WAS ZU TUN IST:
- a) Beantworte anhand des Textauszugs über Ulrike Weckels Studie diese drei Fragen:
(i) Womit befasst sich Weckels Studie?
(ii) Auf welche Zeit bezieht sich die Frage nach dem Handlungsspielraum von Frauen?
(iii) Welche Quellen nutzt Weckel neben den Zeitschriftenartikeln selbst?
- b) Prüfe, ob die folgenden Aussagen zum Textauszug über Ulrike Weckels Studie passen. Antworte jeweils mit Ja oder Nein und zitiere die entscheidenden Worte.
(i) Die Weiblichkeitsentwürfe von Frauen werden als Gegendiskurs zum herrschenden Weiblichkeitsentwurf gelesen.
(ii) Weckel verbindet Ideengeschichte mit Sozialgeschichte.
(iii) Die Quellengrundlage der Studie ist sehr breit.
- c) Übersetze diesen Satz aus dem Textauszug über Ulrike Weckels Studie ins Englische: „Weckel nähert sich ihrer umfassenden Fragestellung aus unterschiedlichen Blickwinkeln und in Verknüpfung verschiedener methodischer Zugriffe und Quellen.“

DER TEXTAUSZUG:
========================

An diesen Schnittstellen historischen Erkenntnisinteresses und Fragestellungen siedelt Ulrike Weckel ihre Studie über deutsche Frauenzeitschriften an. Aus dem Blickwinkel von Publizistinnen, ihren Leserinnen und deren Vorstellungen über Häuslichkeit lotet die Autorin aus, welchen Handlungsspielraum Frauen im späten 18. Jahrhundert ihrem Geschlecht zuwiesen, wo sie diesen innerhalb der Gesellschaft lokalisierten und wie sie ihn ausmaßen. Bei einer solchen Analyse des Weiblichkeitsdiskurses aus Frauenperspektive treten Frauen nicht nur als Objekte einer überwiegend von Männern geführten Debatte in Erscheinung, sondern auch als Subjekte, als schreibende Frauen ungeachtet aller Hindernisse. Die Weiblichkeitsentwürfe von Frauen werden nicht als Gegendiskurs zum herrschenden Weiblichkeitsentwurf gelesen, sondern als Teil eines komplexen Kommunikationsprozesses, in dem sich unterschiedliche Normen, Erfahrungen und soziale Praktiken gegenseitig beeinflussten. Damit knüpft Weckel an jüngere Forschungen an und untersucht das Wechselspiel von Norm und sozialer Praxis durch die Verknüpfung der Ideen- mit der Sozialgeschichte. Mit diesem Ansatz setzt sie sich zugleich ab von dem zeitgenössischem Diskurs eines vorgegebenen dichotomen Gesellschaftsmodells.

Weckel nähert sich ihrer umfassenden Fragestellung aus unterschiedlichen Blickwinkeln und in Verknüpfung verschiedener methodischer Zugriffe und Quellen. Neben bibliographischen Fragen von Auflage, Druck, Format und Verbreitung setzt sie sich mit Blick auf den literarischen Markt, Leseverhalten, Publikum und Kommunikation mit der Rezeption der Frauenjournale und der dort formulierten Positionen zur Geschlechterordnung auseinander. Die Quellen umfassen neben den Zeitschriftenartikeln selbst Verträge mit Verlagen und Anzeigen, Subskriptionslisten, und einige Briefe aus dem Umfeld der Herausgeberinnen sowie Leserbriefe. Bei näherem Hinsehen erweist sich die Quellengrundlage jedoch besonders mit Blick auf die hochinteressante Fragestellung als äußerst dünn.

========================

GEGEBENE DATEN:
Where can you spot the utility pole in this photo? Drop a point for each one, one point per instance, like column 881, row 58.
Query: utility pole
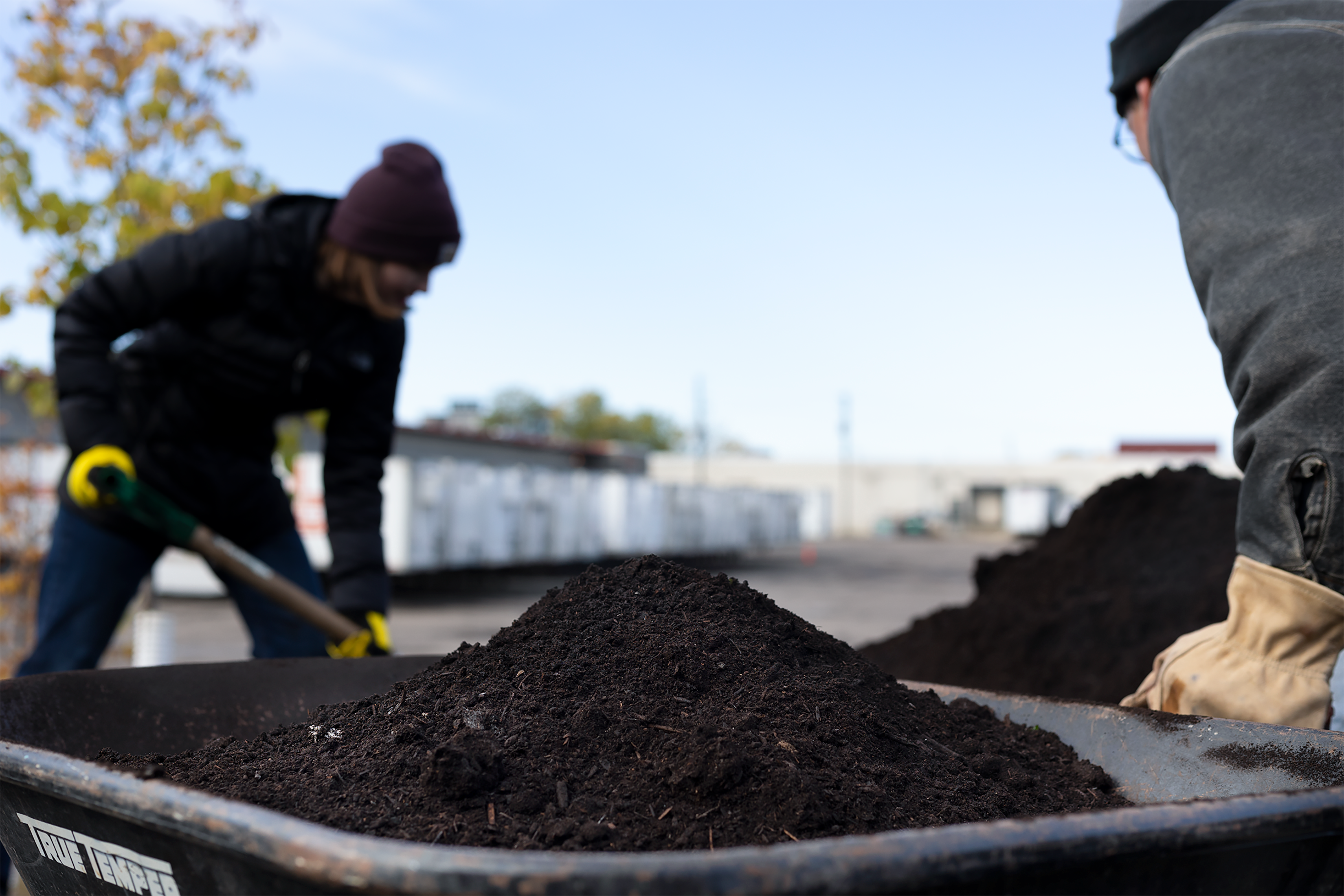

========================

LÖSUNGEN JE AUFGABE:
- a)
(i) Mit deutschen Frauenzeitschriften.
(ii) Auf das späte 18. Jahrhundert.
(iii) Verträge mit Verlagen und Anzeigen, Subskriptionslisten, einige Briefe aus dem Umfeld der Herausgeberinnen sowie Leserbriefe.

- b)
(i) Nein: „Die Weiblichkeitsentwürfe von Frauen werden nicht als Gegendiskurs zum herrschenden Weiblichkeitsentwurf gelesen“
(ii) Ja: „durch die Verknüpfung der Ideen- mit der Sozialgeschichte“
(iii) Nein: „als äußerst dünn“

- c) Weckel approaches her comprehensive research question from different perspectives and by combining various methodological approaches and sources.